Stated problem | Gather every line of the material below that contains the string "window", matching case exactly.

(Object pointing dataset rows)
⁂
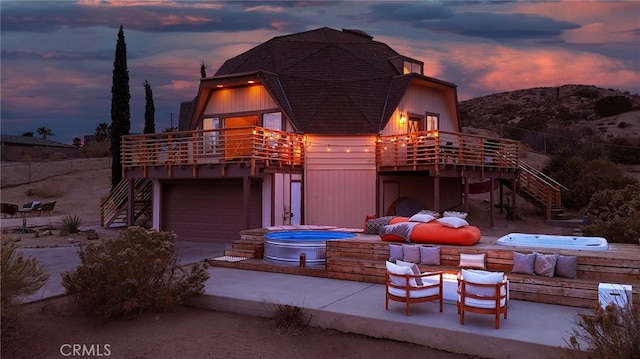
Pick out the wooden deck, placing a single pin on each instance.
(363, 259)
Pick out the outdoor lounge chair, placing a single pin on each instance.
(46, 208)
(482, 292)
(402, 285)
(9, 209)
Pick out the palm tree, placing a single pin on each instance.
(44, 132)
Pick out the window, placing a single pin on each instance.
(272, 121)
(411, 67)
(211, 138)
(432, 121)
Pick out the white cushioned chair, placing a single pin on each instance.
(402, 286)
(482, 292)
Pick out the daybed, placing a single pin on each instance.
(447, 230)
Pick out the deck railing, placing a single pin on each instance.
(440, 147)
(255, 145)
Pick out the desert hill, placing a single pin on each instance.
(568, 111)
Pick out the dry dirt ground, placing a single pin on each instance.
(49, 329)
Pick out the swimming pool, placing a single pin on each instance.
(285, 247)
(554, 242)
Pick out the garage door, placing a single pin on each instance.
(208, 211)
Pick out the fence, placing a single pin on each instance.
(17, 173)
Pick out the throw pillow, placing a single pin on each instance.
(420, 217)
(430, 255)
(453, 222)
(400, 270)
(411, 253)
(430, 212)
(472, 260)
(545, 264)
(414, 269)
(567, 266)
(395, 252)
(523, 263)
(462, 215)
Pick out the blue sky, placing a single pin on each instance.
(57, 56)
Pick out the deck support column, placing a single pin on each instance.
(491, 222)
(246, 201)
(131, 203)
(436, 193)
⁂
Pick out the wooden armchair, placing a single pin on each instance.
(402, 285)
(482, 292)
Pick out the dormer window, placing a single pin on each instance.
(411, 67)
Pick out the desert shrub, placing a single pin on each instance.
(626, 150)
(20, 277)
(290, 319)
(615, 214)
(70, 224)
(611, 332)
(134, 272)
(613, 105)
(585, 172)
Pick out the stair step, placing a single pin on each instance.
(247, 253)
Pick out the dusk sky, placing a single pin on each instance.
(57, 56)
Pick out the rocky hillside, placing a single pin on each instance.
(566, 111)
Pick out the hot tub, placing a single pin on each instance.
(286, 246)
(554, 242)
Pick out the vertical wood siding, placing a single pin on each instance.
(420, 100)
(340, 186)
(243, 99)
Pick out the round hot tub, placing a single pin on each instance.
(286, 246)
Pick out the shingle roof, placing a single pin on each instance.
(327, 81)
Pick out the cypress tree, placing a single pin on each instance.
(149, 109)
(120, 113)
⁂
Written answer |
Pick out the window, placing a single pin on each instance.
Pick out the dormer window, placing a single pin on each instance.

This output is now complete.